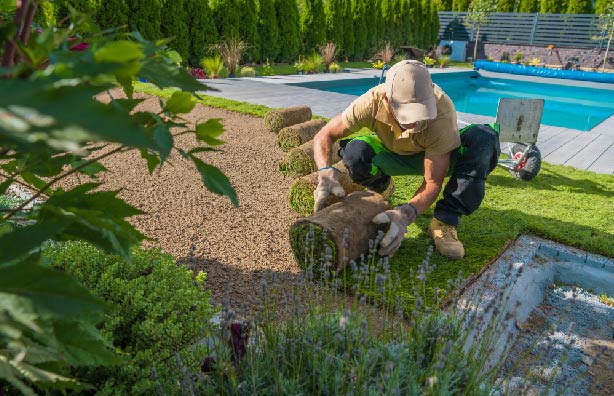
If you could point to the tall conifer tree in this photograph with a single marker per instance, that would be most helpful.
(146, 18)
(580, 7)
(348, 29)
(227, 18)
(313, 25)
(360, 31)
(289, 30)
(248, 29)
(269, 31)
(112, 13)
(528, 6)
(335, 23)
(174, 25)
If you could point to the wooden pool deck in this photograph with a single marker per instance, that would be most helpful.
(592, 150)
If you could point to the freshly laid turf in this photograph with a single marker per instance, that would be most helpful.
(564, 204)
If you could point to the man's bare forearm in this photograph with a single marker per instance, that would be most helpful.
(324, 140)
(425, 196)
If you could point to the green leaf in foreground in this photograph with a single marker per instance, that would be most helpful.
(50, 289)
(119, 51)
(209, 131)
(215, 180)
(181, 102)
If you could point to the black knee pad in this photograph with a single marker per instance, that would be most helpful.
(357, 157)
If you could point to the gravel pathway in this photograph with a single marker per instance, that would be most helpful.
(235, 246)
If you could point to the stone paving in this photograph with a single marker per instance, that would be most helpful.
(592, 150)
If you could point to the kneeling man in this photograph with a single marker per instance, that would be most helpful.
(414, 132)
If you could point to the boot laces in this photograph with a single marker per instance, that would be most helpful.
(448, 231)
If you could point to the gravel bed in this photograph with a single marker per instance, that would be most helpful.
(566, 346)
(237, 247)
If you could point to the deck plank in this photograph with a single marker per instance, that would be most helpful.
(584, 158)
(571, 148)
(555, 142)
(605, 162)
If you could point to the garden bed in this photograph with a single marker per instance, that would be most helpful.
(556, 327)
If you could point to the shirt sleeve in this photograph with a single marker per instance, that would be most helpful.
(361, 113)
(442, 134)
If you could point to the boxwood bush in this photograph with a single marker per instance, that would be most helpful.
(159, 308)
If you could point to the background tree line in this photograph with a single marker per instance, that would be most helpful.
(275, 30)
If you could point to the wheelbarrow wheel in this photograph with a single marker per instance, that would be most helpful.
(530, 166)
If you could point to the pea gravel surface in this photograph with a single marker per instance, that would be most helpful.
(237, 247)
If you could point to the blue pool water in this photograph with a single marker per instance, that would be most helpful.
(566, 106)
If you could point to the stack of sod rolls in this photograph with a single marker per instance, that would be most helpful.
(276, 120)
(301, 193)
(300, 162)
(340, 233)
(295, 135)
########
## SHORT TASK
Reproduce all of the data above line for line without changing any wording, and leave out the pictures.

## THE SOLUTION
If you could point to the tall conifer tree in this photograph with a single marker per instance, that would be most helpful.
(146, 18)
(580, 7)
(348, 29)
(227, 18)
(313, 25)
(360, 31)
(289, 30)
(248, 29)
(269, 31)
(112, 13)
(528, 6)
(335, 23)
(174, 25)
If you could point to the wooden pool deck in this photograph with a single marker per instance, that would be most helpful.
(592, 150)
If you could point to the freshly laid turf in this photograph with a single marker per instance, that would be most helpful.
(564, 204)
If you could point to the man's bare forearm in this photograph with a single marker per instance, that would be most helpful.
(324, 140)
(425, 196)
If you could point to the green leaf in foreground in this photograph with a single marker per instance, that would be most helpful.
(50, 289)
(119, 51)
(209, 131)
(215, 180)
(181, 102)
If you could point to the black knee pad in this photograph with a single marker per instance, that would be most helpful.
(357, 157)
If you could point to the gravel pathway in this photograph with a single marker per instance, that would be most helpful.
(235, 246)
If you could point to the stone paving in this photograph with a single marker per instance, that would be most helpful.
(592, 150)
If you could point to the kneeling man in this photograph with a single marker per instance, that would be most helpful.
(414, 132)
If you could point to the boot laces in this photograph with a single marker per instance, that would be most helpful.
(448, 231)
If you could point to the gravel bed in this photograph with a single marker per instance, that would be most helpful.
(566, 346)
(237, 247)
If you could point to the deck plank in this photograph with a single marker per instance, that would be most helpful.
(584, 158)
(571, 148)
(555, 142)
(605, 162)
If you could point to the garden bed in this photograph with a single marker per instance, that would be most helpful.
(556, 327)
If you could point to the shirt sleeve in this photograph with a single marker per instance, that would be most helpful.
(361, 113)
(442, 134)
If you could point to the boxwood bush in this photograph with a single marker per instance, that would be most helpful.
(159, 308)
If you could point to the background tree line in this photograph with a single marker per instance, that would be most helpful.
(275, 30)
If you could point to the wheelbarrow wheel in this photograph with a single marker per instance, that would be most helpful.
(530, 166)
If you could point to the pea gravel surface in this photograph with a single marker per instance, that would be most helpful.
(237, 247)
If you could point to the blue pool water in this photograph with a single marker per instance, that would be most helpful.
(566, 106)
If you could point to the stack of sod rolls in this photograph with a single marker per instance, that would be most helpful.
(276, 120)
(301, 193)
(300, 162)
(340, 233)
(295, 135)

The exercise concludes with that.